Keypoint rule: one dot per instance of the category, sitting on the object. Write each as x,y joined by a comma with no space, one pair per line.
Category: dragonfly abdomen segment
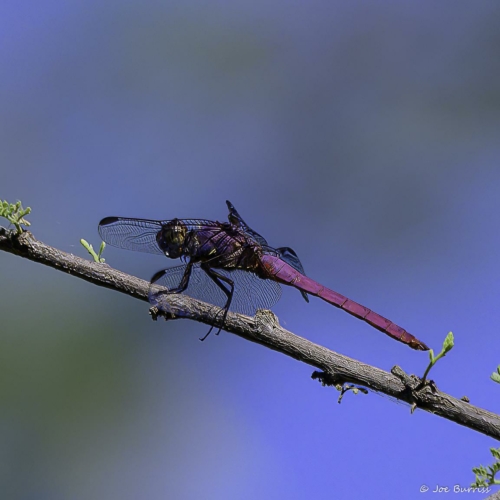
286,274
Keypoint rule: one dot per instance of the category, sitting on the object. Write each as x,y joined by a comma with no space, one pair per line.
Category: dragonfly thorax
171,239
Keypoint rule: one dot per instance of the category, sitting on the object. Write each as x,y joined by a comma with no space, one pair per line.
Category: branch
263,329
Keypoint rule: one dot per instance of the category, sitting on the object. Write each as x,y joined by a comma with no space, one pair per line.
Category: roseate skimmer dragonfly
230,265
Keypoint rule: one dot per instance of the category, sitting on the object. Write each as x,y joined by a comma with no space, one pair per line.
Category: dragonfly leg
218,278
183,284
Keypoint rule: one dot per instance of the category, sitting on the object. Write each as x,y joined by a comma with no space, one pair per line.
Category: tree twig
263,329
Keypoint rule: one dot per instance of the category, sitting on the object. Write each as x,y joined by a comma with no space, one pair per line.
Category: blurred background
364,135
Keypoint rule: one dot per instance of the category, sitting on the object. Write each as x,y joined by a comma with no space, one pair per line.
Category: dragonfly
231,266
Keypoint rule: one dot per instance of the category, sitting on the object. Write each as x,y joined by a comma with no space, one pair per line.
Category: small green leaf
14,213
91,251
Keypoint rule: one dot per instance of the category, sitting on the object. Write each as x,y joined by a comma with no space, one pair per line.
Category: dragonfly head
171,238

*Set task*. Leave out the pictures and restate everything else word for word.

*Answer for this exercise*.
Keypoint rule: one dot per instance of the category, sitting on the object. Write each as x,y joined by a comma with no space, one pair per line.
Category: dragonfly abdomen segment
286,274
Keypoint rule: one dot per instance of the category, sitting on the object. Write each as x,y joined by a comma with no space, one pair per line.
Category: dragonfly thorax
171,239
Keypoint rule: one dot per instance of the category, sitting on the object. Write each as x,y joined by a comma with no space, one pair per line.
Category: branch
263,329
Keypoint rule: one dot per instance of the category, sitting on the object. Write each as x,y joined by a comma with no space, one pair per line.
Category: roseate skimmer dragonfly
230,265
Keypoint rule: one dot per instance of the category, sitting on the object. Write each as x,y joined by a comma with no space, one pair per line.
Category: dragonfly leg
218,278
183,284
Keypoint rule: one dot per instance of the category, sitting on the object. Write each as x,y joined by a comma with no space, one pair per line.
Category: tree twig
263,329
Keypoint rule: one dot per instance of the category, sitting on the object. Write each as x,y joined by a comma with no space, one pair per line.
Category: blurred background
364,135
Keypoint rule: one dot per instance of the category, sitting on the object. Write each as x,y joined by a comma with no space, one pair per line.
Category: dragonfly
231,266
Keypoint rule: one dot per instance of the category, sitting on the object. Write each as x,y joined by a comma with no space, one pair per line.
Category: small green leaf
14,213
91,251
Keypoint rule: one dot per instance of the category, sitting on the object. Write each as x,y joined by a comma with no space, one pair per line.
Category: dragonfly head
171,238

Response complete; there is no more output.